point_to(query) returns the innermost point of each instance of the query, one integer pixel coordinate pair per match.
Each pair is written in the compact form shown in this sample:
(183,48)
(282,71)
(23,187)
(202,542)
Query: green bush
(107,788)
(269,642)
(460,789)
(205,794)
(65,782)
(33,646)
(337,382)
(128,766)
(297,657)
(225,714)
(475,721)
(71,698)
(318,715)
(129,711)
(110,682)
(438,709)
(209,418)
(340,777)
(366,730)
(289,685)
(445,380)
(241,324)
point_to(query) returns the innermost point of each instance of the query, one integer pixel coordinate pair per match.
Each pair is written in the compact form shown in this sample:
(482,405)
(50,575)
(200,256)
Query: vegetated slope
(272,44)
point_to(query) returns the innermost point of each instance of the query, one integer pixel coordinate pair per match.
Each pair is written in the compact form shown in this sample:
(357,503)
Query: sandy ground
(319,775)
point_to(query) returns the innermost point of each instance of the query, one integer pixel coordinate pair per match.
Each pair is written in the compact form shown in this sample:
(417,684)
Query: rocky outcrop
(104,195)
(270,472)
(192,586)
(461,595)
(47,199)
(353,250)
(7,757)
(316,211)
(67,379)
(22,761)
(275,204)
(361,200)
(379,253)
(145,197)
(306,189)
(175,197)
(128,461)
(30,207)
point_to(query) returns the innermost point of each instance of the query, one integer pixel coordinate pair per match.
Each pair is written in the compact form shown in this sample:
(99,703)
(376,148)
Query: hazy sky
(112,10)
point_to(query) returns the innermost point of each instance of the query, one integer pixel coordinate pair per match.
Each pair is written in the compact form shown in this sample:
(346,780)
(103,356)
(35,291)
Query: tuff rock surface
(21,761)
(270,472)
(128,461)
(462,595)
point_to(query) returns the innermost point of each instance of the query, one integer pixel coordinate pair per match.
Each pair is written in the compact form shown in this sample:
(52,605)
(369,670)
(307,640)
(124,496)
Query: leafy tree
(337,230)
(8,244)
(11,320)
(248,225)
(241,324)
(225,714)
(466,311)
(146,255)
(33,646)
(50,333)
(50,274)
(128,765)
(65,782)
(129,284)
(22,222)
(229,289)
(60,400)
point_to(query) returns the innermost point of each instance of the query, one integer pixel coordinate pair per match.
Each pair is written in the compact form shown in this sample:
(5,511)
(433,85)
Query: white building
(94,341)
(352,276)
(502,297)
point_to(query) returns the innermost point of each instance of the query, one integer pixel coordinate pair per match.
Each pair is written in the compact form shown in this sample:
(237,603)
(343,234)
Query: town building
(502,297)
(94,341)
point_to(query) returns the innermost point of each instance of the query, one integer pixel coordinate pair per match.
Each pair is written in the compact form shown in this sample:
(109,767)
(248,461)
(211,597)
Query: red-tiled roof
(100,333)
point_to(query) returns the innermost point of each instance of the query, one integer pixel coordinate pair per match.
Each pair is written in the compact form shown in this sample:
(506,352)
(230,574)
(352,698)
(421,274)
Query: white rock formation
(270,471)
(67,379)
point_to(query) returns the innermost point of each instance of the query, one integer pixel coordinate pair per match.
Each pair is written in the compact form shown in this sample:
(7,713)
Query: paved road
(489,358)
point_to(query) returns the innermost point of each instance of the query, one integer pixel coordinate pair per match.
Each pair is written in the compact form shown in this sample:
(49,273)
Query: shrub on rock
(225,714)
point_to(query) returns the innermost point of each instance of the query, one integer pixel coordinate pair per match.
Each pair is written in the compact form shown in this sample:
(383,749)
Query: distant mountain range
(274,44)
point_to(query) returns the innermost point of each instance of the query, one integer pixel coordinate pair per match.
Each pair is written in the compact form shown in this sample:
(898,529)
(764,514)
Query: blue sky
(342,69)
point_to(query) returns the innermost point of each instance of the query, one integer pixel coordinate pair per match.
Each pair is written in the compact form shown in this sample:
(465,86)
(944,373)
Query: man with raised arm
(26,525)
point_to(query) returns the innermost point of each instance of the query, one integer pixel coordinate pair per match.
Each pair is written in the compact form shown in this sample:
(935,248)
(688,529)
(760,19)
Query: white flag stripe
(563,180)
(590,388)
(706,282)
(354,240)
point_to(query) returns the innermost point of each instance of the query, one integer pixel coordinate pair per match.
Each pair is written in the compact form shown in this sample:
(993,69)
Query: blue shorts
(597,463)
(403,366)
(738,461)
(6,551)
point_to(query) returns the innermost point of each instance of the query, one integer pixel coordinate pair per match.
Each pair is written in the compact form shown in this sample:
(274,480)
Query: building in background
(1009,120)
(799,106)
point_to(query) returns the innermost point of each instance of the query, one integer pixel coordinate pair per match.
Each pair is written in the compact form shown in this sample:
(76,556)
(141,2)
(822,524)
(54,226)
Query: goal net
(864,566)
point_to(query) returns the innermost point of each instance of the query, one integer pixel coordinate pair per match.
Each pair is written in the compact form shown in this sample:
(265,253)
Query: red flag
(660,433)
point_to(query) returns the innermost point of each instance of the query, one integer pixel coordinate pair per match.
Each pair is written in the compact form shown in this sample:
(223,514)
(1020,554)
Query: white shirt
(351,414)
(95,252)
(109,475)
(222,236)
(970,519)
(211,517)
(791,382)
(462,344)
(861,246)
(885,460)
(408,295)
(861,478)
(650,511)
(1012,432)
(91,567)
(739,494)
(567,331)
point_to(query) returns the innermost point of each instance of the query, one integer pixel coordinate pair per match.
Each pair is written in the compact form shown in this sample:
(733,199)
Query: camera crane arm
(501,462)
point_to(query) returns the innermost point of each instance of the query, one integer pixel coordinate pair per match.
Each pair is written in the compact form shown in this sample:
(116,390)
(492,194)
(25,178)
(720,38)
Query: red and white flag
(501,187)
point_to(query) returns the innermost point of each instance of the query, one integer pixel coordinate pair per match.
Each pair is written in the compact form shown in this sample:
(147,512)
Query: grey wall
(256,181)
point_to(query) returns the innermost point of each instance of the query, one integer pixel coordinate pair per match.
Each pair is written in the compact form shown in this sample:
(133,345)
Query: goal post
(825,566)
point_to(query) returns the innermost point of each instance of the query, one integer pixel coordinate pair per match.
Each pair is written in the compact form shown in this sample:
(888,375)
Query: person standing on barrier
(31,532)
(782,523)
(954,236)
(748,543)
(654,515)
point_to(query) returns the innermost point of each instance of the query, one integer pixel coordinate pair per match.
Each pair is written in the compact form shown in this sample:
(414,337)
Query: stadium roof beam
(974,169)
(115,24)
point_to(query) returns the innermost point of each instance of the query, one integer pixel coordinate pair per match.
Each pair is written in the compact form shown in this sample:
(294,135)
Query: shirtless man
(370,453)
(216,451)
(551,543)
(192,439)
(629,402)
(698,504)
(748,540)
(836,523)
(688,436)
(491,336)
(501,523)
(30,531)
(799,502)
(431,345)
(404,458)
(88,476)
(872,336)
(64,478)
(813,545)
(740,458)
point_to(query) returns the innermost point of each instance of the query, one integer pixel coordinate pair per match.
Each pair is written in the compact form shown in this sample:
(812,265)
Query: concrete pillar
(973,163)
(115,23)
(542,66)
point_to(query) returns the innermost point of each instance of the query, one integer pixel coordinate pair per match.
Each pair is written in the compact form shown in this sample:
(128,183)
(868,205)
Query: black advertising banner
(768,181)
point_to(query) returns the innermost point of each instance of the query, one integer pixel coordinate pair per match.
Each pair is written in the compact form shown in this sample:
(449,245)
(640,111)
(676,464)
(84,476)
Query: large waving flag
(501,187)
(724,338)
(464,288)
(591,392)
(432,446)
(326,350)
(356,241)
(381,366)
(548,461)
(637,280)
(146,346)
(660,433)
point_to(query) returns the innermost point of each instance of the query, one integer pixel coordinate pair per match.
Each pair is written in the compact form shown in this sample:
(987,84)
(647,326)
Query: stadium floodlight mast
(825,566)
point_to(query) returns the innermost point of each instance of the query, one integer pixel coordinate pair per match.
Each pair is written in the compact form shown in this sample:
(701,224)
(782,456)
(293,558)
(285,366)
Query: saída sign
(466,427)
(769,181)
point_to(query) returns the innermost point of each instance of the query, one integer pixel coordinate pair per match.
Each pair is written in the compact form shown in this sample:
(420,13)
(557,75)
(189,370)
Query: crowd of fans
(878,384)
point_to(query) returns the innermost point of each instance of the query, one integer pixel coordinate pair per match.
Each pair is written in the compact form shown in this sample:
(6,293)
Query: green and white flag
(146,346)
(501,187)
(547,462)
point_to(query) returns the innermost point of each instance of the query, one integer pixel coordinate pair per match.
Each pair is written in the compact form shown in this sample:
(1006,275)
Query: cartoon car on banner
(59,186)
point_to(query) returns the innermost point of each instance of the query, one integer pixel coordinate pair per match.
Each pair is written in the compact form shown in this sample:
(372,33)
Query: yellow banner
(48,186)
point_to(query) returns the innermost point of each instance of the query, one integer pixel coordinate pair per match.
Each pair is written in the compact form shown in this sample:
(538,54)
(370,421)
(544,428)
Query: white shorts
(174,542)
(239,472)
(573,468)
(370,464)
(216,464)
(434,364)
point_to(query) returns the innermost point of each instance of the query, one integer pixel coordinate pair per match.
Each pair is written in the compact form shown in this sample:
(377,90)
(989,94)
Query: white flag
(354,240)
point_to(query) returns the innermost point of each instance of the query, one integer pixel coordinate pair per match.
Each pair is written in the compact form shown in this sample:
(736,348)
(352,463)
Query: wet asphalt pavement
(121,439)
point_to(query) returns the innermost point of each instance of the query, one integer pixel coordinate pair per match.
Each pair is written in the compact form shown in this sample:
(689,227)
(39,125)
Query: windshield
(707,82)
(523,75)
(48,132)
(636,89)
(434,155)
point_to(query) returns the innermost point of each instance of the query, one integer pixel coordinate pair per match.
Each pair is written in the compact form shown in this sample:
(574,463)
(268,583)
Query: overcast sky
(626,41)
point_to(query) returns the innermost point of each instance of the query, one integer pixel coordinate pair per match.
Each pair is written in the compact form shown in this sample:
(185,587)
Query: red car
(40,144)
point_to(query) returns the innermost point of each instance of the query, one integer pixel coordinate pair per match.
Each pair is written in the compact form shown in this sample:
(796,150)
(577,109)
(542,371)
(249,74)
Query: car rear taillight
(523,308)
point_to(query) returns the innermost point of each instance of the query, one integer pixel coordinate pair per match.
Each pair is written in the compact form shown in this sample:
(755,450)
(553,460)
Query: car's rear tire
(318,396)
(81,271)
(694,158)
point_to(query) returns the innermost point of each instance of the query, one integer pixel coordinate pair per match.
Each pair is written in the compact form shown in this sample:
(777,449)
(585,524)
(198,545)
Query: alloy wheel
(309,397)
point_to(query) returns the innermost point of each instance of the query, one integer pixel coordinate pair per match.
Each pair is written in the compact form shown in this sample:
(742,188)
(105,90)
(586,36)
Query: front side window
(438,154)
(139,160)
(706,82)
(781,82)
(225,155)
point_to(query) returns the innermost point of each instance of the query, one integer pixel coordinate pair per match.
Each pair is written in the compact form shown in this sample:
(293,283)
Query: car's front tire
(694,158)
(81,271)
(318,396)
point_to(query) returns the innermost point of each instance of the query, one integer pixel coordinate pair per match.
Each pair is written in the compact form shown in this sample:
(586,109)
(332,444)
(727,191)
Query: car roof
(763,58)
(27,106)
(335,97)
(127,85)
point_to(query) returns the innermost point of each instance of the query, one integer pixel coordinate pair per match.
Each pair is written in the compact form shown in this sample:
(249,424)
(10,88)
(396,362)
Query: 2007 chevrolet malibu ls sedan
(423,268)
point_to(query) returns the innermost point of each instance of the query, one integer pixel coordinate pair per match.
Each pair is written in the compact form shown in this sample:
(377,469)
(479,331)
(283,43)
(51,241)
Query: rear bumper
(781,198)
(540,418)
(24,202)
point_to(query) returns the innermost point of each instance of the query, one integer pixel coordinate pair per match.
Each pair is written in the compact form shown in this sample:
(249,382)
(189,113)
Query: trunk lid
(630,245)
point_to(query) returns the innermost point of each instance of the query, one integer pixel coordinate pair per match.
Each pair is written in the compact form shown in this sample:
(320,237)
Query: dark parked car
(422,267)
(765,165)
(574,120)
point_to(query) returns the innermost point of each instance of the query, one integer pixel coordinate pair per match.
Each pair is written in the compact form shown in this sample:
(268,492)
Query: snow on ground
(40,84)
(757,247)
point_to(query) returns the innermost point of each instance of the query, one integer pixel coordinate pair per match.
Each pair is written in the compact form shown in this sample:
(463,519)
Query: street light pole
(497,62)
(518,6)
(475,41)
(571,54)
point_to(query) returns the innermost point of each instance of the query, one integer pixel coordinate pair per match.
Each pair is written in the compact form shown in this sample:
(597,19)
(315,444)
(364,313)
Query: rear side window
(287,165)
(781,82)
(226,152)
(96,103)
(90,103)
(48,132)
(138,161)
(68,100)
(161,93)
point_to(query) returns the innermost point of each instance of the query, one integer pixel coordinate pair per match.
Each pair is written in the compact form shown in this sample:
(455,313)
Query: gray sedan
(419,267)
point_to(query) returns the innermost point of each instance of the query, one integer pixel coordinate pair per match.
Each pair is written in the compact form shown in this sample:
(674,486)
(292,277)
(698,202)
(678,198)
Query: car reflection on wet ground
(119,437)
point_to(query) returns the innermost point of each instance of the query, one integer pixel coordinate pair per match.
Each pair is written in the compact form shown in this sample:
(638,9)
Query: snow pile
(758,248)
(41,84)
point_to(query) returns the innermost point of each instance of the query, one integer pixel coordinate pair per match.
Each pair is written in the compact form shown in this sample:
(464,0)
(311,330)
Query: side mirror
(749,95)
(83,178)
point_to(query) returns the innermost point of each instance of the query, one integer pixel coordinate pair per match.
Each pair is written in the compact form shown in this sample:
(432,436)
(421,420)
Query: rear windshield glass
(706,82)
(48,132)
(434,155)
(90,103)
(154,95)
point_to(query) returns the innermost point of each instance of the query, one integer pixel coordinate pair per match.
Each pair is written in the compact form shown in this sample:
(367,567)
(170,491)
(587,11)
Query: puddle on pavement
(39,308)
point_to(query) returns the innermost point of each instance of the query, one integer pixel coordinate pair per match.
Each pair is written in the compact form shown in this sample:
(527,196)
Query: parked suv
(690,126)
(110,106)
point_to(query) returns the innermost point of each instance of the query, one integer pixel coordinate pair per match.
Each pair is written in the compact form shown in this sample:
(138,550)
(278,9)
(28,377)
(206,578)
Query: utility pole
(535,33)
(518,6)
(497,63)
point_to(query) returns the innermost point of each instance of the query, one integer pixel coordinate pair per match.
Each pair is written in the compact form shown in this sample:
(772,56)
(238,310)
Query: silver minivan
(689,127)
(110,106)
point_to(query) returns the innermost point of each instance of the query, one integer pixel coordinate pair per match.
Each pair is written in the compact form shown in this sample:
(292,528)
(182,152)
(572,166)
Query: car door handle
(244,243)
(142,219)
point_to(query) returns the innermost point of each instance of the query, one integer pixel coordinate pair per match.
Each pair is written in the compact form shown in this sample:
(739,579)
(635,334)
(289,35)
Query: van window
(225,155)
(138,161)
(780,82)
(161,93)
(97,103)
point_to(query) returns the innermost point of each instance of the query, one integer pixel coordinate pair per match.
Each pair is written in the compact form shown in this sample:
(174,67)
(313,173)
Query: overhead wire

- **Work required**
Pull out each line of the items above that contains the string "pole".

- **The completed task**
Query: street light pole
Query: utility pole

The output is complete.